## YOUR GOAL
In the records below, locate the line containing "Can you see the stool"; output that line and every following line through the last, exactly.

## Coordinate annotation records

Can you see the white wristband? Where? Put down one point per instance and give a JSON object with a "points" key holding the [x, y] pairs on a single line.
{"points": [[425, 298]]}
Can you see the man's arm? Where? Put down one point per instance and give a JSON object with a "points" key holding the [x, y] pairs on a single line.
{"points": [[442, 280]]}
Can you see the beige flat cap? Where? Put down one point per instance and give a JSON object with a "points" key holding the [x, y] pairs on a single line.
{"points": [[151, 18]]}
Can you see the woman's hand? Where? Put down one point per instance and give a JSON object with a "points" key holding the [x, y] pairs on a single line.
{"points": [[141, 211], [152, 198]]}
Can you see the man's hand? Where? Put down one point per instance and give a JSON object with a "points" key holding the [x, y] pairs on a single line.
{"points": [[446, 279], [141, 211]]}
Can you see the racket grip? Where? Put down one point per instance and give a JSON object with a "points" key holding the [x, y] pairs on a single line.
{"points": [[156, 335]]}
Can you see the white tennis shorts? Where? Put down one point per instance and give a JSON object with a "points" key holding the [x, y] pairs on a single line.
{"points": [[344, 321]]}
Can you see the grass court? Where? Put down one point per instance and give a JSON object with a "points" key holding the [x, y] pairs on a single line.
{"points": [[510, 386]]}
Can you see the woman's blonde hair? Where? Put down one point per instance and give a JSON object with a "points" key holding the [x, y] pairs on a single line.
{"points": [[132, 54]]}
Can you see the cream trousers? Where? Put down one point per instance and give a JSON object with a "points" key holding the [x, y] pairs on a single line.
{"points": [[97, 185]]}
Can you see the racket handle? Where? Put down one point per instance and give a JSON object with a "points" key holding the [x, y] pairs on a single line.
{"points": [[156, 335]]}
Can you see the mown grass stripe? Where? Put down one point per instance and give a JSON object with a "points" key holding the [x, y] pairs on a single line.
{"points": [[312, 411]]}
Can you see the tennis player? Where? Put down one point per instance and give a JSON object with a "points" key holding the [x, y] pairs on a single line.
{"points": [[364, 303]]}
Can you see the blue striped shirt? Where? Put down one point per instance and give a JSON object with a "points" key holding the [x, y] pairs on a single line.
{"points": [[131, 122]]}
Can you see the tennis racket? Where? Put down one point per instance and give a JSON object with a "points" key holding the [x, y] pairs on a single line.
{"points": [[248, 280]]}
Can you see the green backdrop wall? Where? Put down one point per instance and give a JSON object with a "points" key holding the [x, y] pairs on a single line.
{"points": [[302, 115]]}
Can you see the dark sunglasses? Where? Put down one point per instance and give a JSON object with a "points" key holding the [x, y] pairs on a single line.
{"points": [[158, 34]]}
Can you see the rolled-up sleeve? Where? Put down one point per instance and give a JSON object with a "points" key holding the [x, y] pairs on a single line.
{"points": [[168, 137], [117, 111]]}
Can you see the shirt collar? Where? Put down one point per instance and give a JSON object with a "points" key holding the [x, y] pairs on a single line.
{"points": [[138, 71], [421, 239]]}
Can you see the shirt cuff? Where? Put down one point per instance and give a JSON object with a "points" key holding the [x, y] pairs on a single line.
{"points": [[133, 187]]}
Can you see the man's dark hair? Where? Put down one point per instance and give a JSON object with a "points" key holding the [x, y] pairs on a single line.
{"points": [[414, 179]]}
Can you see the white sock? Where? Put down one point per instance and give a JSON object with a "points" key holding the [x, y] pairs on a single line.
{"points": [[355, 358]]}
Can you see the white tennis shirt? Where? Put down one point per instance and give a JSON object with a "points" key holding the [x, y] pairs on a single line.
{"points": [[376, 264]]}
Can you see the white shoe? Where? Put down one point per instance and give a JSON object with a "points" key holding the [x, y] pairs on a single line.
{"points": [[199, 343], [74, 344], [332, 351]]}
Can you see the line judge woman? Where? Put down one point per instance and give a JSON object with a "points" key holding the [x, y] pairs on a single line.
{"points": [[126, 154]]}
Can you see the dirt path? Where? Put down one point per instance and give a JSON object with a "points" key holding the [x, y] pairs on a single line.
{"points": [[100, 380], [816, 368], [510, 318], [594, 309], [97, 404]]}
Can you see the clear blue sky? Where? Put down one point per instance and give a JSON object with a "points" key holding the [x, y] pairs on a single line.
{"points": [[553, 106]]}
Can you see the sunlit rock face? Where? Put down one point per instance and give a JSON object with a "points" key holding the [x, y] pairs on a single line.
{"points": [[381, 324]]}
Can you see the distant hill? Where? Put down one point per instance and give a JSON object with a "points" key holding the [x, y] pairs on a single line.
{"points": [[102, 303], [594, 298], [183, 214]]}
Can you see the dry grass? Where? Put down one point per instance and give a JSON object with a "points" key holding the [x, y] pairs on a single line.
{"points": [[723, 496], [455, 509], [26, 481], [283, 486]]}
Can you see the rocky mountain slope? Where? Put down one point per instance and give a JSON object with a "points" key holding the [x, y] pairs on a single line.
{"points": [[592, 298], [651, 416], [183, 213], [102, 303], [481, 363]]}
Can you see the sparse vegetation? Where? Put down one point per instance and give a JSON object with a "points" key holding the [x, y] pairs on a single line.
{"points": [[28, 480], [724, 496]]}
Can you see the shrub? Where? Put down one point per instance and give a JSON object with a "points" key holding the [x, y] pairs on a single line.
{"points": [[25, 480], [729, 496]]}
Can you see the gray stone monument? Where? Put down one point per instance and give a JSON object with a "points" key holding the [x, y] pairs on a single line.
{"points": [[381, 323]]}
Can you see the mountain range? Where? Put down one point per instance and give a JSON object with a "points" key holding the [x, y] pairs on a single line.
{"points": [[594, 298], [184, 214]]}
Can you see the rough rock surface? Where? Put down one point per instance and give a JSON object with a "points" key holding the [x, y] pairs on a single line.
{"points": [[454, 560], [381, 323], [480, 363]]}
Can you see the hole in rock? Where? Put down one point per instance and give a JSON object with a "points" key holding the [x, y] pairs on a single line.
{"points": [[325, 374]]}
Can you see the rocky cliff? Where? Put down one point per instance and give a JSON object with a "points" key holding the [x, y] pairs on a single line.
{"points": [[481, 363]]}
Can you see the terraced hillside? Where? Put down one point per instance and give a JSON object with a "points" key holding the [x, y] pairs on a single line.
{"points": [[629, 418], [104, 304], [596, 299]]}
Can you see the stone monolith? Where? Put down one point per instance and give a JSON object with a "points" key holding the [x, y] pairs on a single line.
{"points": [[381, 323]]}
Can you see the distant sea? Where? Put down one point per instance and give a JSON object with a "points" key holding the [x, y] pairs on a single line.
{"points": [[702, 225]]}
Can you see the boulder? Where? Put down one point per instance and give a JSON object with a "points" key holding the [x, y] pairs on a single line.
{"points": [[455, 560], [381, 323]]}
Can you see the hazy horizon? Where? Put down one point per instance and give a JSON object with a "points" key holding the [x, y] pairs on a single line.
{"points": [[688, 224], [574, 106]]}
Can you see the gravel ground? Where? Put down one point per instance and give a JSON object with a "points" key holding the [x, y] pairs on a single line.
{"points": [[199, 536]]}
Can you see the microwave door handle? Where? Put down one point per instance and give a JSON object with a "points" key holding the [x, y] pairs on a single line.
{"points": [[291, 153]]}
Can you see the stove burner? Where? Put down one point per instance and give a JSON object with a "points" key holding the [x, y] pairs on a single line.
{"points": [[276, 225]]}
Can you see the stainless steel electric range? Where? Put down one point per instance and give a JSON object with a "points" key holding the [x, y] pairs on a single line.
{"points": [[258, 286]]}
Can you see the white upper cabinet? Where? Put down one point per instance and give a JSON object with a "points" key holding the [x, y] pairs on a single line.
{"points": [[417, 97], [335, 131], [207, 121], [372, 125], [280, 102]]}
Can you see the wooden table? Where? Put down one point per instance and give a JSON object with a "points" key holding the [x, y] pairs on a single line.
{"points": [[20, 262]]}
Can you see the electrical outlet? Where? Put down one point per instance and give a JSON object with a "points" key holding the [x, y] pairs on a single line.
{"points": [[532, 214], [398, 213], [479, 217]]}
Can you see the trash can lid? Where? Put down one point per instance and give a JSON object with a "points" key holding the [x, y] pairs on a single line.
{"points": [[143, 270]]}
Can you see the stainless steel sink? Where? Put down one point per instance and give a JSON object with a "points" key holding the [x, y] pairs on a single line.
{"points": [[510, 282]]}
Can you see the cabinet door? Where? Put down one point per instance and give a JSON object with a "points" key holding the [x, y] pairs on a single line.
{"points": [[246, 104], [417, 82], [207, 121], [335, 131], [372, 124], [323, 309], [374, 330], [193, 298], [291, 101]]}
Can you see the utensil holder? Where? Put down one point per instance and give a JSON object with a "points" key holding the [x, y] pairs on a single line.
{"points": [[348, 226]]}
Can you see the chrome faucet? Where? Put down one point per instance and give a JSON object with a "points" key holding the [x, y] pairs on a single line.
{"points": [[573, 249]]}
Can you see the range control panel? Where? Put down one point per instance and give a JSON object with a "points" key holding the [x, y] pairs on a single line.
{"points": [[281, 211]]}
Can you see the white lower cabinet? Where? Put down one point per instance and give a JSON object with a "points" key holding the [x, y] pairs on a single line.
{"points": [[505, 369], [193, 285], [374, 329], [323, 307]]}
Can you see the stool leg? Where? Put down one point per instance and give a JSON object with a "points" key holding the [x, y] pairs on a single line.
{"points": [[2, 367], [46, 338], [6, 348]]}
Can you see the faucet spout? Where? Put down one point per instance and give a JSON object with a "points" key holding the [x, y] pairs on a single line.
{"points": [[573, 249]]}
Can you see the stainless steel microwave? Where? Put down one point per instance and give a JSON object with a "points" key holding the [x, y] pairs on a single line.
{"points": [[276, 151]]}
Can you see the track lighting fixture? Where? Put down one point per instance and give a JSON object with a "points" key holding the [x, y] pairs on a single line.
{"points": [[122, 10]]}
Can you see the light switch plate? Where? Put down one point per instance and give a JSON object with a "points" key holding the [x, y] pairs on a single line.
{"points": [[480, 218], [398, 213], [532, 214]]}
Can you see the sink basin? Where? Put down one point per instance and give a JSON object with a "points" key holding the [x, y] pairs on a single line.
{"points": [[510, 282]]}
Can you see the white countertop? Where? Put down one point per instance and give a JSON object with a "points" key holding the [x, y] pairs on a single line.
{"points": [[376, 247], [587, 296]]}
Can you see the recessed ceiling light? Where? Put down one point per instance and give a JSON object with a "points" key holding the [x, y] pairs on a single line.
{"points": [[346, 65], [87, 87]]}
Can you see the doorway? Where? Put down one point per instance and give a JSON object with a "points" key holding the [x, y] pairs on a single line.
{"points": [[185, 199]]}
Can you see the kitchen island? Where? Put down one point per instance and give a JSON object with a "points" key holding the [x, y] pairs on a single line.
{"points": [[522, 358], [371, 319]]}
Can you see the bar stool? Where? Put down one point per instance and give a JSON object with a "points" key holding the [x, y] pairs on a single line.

## TASK ANSWER
Can you see the stool leg? Where? Put down one point per instance and give a JSON object with a "points" key holding the [x, y] pairs on a single line.
{"points": [[2, 367], [46, 338], [6, 348]]}
Can you see the faucet spout? Where? Put down one point per instance and give a JSON object with a "points" key holding the [x, y] pairs on a single line.
{"points": [[573, 249]]}
Can you see the stainless steel microwave? Where? Put down one point per instance and give a JSON object with a "points" key holding the [x, y] pairs on a single line.
{"points": [[276, 151]]}
Can you see the track lighting fixture? Where? Put down one point per instance and give a JSON object with a "points" key holding the [x, y] pairs on a single line.
{"points": [[122, 10]]}
Can you see the light switch plate? Where? Put down one point per instance and give a JSON object with a "points" key holding the [x, y] pairs on a single line.
{"points": [[480, 218], [398, 213], [532, 214]]}
Can you see the sink basin? Where? Put down one point per instance and give a JSON object with a "points" key holding the [x, y] pairs on a single line.
{"points": [[510, 282]]}
Can you see the white countertop? Where? Put down one point per instance and give a JSON object with a "points" key holding the [x, y] pairs on a single line.
{"points": [[376, 247], [587, 296]]}
Can you see the recessed ceiling light? Where? Put down one point per instance and give a JSON object with a "points" key holding the [x, y] pairs on a single line.
{"points": [[346, 65], [87, 87]]}
Can you see the doorway? Where? Put down one point per instance and give a JSON object with a "points" key holding the [x, y] pairs on a single line.
{"points": [[185, 199]]}
Can you see the kitchen island? Where? Put down one point per instance and give a JSON object with a "points" key holding the [x, y] pairs on a single line.
{"points": [[522, 358], [371, 319]]}
Can you see the bar stool? Where? Put down one point per instance and give a JSON object with a "points" key holding the [x, y] pairs on a single line.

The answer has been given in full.